======== Information given

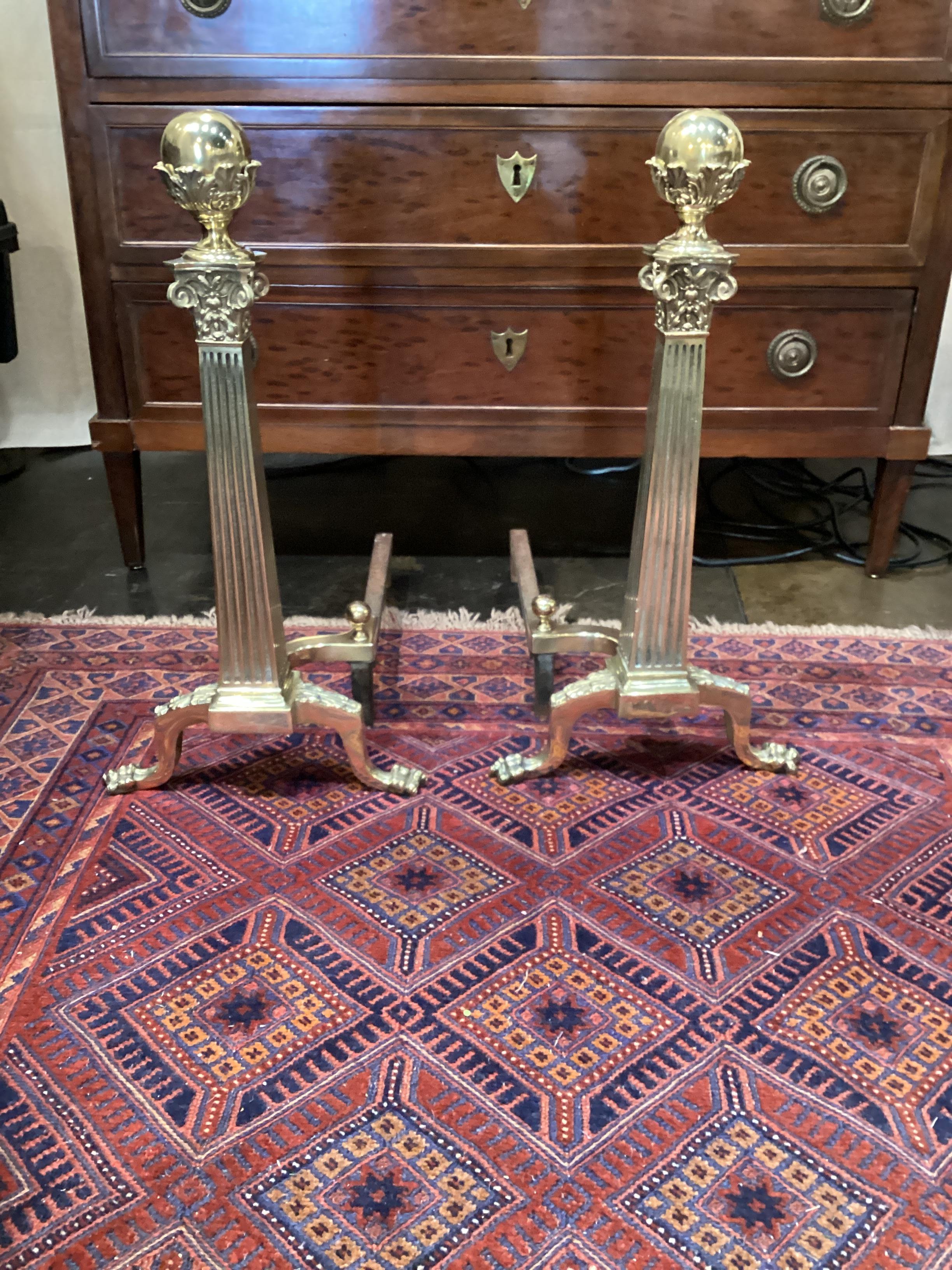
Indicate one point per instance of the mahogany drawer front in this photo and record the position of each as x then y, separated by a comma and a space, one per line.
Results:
404, 184
902, 40
412, 352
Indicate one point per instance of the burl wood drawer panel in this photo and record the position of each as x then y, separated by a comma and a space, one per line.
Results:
475, 39
404, 184
408, 356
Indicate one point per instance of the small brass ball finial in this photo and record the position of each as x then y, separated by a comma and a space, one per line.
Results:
207, 168
359, 614
544, 607
700, 139
698, 164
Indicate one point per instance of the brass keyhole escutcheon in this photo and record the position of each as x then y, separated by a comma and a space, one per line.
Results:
516, 174
847, 13
509, 346
206, 8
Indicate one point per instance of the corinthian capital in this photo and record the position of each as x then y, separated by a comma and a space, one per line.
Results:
686, 291
220, 299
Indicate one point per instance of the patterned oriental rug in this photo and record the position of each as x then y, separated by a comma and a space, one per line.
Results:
657, 1011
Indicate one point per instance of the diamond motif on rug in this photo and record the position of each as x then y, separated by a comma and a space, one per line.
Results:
417, 883
693, 893
243, 1014
740, 1198
553, 816
922, 891
385, 1193
560, 1028
870, 1032
562, 1021
56, 1177
233, 1026
149, 870
824, 811
300, 793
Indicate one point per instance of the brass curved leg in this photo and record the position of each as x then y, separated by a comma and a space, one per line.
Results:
595, 693
171, 723
734, 699
327, 709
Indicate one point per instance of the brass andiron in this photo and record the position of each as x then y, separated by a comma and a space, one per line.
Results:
698, 165
208, 171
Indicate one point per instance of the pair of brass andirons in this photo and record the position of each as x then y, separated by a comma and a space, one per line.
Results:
208, 171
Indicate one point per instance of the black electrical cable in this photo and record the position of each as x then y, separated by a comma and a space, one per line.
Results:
826, 503
813, 524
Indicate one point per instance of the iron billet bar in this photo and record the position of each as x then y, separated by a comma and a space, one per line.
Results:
208, 171
546, 635
697, 167
542, 630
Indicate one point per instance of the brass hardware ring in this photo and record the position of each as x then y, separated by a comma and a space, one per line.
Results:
793, 355
847, 13
819, 184
206, 8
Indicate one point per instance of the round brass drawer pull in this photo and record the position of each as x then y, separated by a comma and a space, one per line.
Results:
819, 184
847, 13
793, 354
205, 8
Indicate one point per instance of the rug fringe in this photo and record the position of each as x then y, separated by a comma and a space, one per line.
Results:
462, 620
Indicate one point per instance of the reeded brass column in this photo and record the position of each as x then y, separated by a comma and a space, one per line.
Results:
208, 171
698, 165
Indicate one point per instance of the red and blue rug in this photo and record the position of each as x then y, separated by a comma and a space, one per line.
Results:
653, 1013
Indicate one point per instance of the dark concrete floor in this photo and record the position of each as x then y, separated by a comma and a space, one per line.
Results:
450, 517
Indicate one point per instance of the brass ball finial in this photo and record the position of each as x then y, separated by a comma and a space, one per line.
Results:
207, 168
700, 139
359, 614
698, 164
544, 607
203, 140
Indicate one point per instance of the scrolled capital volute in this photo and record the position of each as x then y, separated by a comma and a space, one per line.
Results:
207, 168
220, 299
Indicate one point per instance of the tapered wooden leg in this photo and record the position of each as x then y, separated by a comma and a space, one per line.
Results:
894, 478
596, 691
124, 474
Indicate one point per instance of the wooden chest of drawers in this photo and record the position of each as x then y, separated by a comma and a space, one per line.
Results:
399, 239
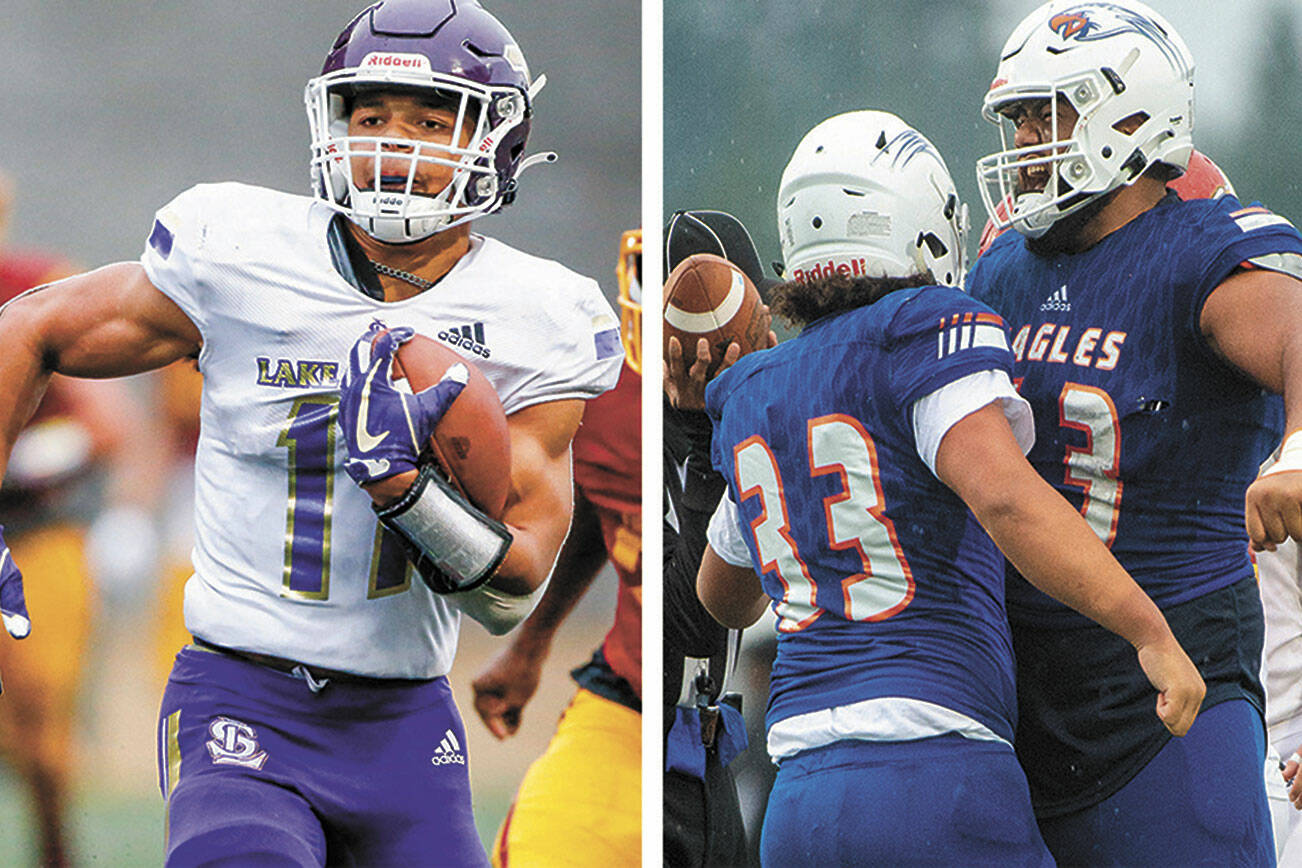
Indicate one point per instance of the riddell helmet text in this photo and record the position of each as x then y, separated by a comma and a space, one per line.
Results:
853, 268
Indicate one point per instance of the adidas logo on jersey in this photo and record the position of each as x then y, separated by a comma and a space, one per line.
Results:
448, 751
468, 337
1057, 301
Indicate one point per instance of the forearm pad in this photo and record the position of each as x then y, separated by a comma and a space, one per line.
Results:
453, 545
495, 609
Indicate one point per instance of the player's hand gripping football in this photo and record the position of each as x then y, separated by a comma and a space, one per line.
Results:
1180, 687
686, 387
505, 687
13, 604
387, 428
1289, 768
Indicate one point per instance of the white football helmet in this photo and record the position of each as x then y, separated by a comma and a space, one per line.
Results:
865, 194
464, 57
1111, 61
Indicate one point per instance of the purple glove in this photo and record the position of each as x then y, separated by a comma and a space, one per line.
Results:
13, 605
386, 428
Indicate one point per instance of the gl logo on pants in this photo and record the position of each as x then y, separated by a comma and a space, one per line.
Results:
235, 743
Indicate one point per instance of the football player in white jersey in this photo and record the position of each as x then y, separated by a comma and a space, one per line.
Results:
311, 721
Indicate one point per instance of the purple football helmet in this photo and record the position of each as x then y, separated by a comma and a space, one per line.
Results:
449, 47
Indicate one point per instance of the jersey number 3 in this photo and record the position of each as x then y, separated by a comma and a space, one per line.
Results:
1096, 466
856, 519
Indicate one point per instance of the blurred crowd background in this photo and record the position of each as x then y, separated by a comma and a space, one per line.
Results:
744, 82
111, 111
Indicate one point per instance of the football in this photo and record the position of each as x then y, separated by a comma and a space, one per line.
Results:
708, 297
470, 443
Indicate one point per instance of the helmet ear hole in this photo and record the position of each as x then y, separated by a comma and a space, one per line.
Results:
1128, 125
935, 246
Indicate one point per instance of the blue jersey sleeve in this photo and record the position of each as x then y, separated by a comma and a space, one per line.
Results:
1225, 236
938, 336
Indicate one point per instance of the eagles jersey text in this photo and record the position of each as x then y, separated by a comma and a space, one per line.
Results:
1138, 423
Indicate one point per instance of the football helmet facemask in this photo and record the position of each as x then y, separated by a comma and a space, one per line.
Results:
469, 63
1130, 80
628, 271
865, 194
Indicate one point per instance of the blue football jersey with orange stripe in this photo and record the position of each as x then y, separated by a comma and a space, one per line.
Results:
1137, 422
883, 583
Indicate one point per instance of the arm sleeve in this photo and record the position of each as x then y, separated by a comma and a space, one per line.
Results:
173, 255
583, 357
936, 413
725, 535
940, 336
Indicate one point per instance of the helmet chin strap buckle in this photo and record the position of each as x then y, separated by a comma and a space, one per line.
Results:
537, 85
546, 156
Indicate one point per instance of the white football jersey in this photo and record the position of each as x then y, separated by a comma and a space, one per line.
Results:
288, 556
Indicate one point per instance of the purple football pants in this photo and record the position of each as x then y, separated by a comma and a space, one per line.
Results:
258, 769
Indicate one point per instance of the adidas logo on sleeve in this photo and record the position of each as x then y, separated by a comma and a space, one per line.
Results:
449, 751
1057, 301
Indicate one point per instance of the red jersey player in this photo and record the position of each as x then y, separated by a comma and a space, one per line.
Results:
580, 803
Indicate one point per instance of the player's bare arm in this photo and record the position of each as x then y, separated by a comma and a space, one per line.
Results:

================

Produce the data again character for character, with the images left out.

Reply to the exercise —
Indicate one point per instance of the mahogany drawer front in this photo and record the position of each as x then y, separated by a comma and a space, one per line.
Results:
404, 184
902, 40
412, 352
Indicate one point per instance of the burl wood drawer panel in this photo and record the position of each as x then y, separated by a comma and a space, one per line.
Results:
475, 39
404, 184
408, 356
Indicate one point per instance of the small brass ball finial in this photo and record the position of each as x then y, separated by a comma and a space, one per line.
Results:
207, 168
359, 614
544, 607
700, 139
698, 164
Indicate one point per instance of the brass keyhole escutcheon in this photo and record the position of each as x then y, separated by a comma and a space, one per line.
Results:
516, 174
847, 13
509, 346
206, 8
Indicate one point per instance of the corinthian capital in this photo and record the position of each as x then y, separated by a comma and a space, one per line.
Results:
686, 291
220, 299
Indicate one point per instance of the patterned oriental rug in this photo and record the position of each as x then y, separated by a comma and a space, one per line.
Results:
657, 1011
Indicate one point per instance of the diamond motif on rug in this photo and record the position of each as x then y, separated by a comma and a space, one per line.
Results:
417, 883
693, 893
243, 1014
740, 1198
553, 816
922, 891
385, 1193
560, 1028
870, 1032
562, 1021
56, 1177
233, 1026
149, 870
824, 811
300, 793
Indicate one point per instance of the brass curved leg in this photo and record the position of each as x then y, separated by a comma and a space, one per line.
Results:
595, 693
171, 723
734, 699
327, 709
Indicate one point per instance of the brass andiron in this photo and record the position of each as x then y, separated by a comma and a space, one per line.
Results:
698, 165
208, 171
Indicate one point per instance of the pair of brass andirons in this photo and record the position of each as x then y, separated by a comma and a space, one per line.
Results:
208, 171
Indicate one point per instance of the black electrical cable in this photo and record the position of each as x then y, separated by a comma and a space, one per line.
Results:
826, 503
813, 524
Indicate one point per instance of the iron billet bar in this photo and record the position of each as x then y, separated by a comma and a space, one per line.
Results:
208, 171
546, 635
697, 167
542, 630
Indicate one point per instance of the brass hardware ring in this photo and record the position of each as x then y, separated by a comma and a space, one per line.
Results:
793, 355
847, 13
819, 184
206, 8
Indicate one point per instance of the round brass drawer pull in this photo and record the position of each as x then y, separated by a comma and a space, one per line.
Results:
819, 184
847, 13
793, 354
205, 8
Indicate one point per instance of the rug fringe in this photo and record the position of each as x then y, separated by a comma and a space, one per line.
Results:
462, 620
Indicate one point per instance of the reeded brass column in this photo and record the position of each as x then y, separated by a comma and a space, one per line.
Results:
208, 171
698, 165
Indicate one point per instance of the red and blue rug in this photo and record the position of each as x then y, separated by a comma and a space, one per line.
Results:
653, 1013
Indicate one point per instance of the dark concrete floor in this photo and record the position of each as x then y, separated by a comma and a space, one per line.
Results:
450, 517
Indicate one point per instance of the brass ball finial in this photo and record the position of each as x then y, separated by a comma and a space, one per line.
Results:
207, 168
700, 139
359, 614
698, 164
544, 607
203, 140
Indicate one point per instance of the scrolled capital volute in this photo and record the position of each as x then y, separated by a comma and a space, one per line.
Results:
207, 168
220, 299
Indicate one point per instance of the tapered wooden leg in this photo and record the position of each as x then y, separated by a comma and a space, one per line.
Results:
894, 478
596, 691
124, 474
Indicate one point per instance of the wooden chest of drawers in this photo and record the position of each as x then y, separated by a comma and a space, one per line.
Results:
399, 239
Indicate one point per instance of the riddell helmet text in this photo and record the position of each as x then y, separated by a comma and a space, one per line.
Results:
853, 268
Indicate one point per instance of the adidas logo on jersey in this photo and record the position of each as x then y, separated by a comma and a space, one per line.
Results:
448, 751
468, 337
1057, 301
Indicate one point per instance of the forearm pad in this photo and record the position of each as x then y, separated by a comma and a space, one per line.
Results:
453, 545
495, 609
Indicate one point per instance of the player's hand gripping football in this photo and record the position of each as x then y, separated by a comma and a space, one per line.
Results:
1180, 687
686, 387
505, 687
13, 604
387, 428
1289, 768
Indicate one point per instance of the white football helmet in this photo and record the position of each as x then y, separated by a comma and a space, one per line.
Results:
865, 194
464, 57
1111, 61
Indicate one point per instance of the purple glove in this photo and record the position of each as x then y, separated by a comma and a space, one per line.
Results:
13, 605
386, 428
Indicate one point per instance of the gl logo on pants in this photo and record the position of each as x then y, separated by a comma and a space, one per line.
Results:
235, 743
Indicate one point per instance of the football player in white jersey in this photo and record the position of each as x then y, separated by a comma and a space, one per line.
Results:
311, 721
Indicate one point per instance of the purple football helmet in this photo and record the position of each as x then y, separated by a comma and a space, one per line.
Results:
449, 47
Indicate one point per instance of the jersey number 3 in this photo and record the position of each as x then y, separated by a comma and a space, one per line.
Results:
1096, 466
856, 519
Indicate one point per instance of the blurred crowd background in this photo and record the position of each as x then y, separated by a comma and a space, one per line.
Results:
744, 82
111, 111
Indicate one point per instance of the football in this photo and record the position of each as x then y, separated by a comma and a space, one per line.
Results:
708, 297
470, 443
Indicate one point per instance of the helmet ear hole in this photo and record the position of each as x then y, separated by a comma and a space, one per line.
Results:
1128, 125
935, 246
Indicate one point per instance of the blue jersey sleeve in this photo and record the position of each as x then y, separated by a comma and a space, one per line.
Results:
1225, 236
938, 336
Indicate one point per instance of the eagles jersey text in this photo and record the position of each as x then y, separated by a comma and a space, one per line.
Results:
1138, 423
Indicate one point per instance of the football helmet facemask in this photo and record the position of each as x then y, separated by a comma and a space, one per line.
Results:
469, 63
1130, 80
628, 271
865, 194
Indicate one point per instance of the blue football jersey with orange stripe in this photo and record the position of each as x then y, separated by a comma and a space, one per line.
Results:
1137, 422
883, 583
Indicate one point per instance of the arm sleeve in this photo and record the position of each as x then y, separated by a comma and a space, one per line.
Results:
173, 255
583, 357
936, 413
725, 535
940, 336
Indicate one point per instance of the helmet chin strap buckle in this photo and record the position of each as x then y, separated by a comma and a space, one per line.
Results:
537, 85
546, 156
Indicate one point per instance of the white football jersey in this photo and record the position of each as x then y, separated by a comma and a space, one per line.
Results:
288, 556
Indicate one point per instance of the purple football pants in this photo and record the position of each as x then y, separated by a comma and a space, one per line.
Results:
258, 769
Indicate one point per instance of the adidas logo on sleeve in this photo and record the position of each as x then y, separated by a comma and a space, one per line.
Results:
449, 751
1057, 301
Indicate one point per instance of the red jersey player in this photo and record the position of each as x then y, separated by a comma and a space, one per line.
Results:
580, 803
Indicate one point per instance of the player's bare arm in this photo and record the position of each as x then y, separated by a comma and a space, one per line.
Results:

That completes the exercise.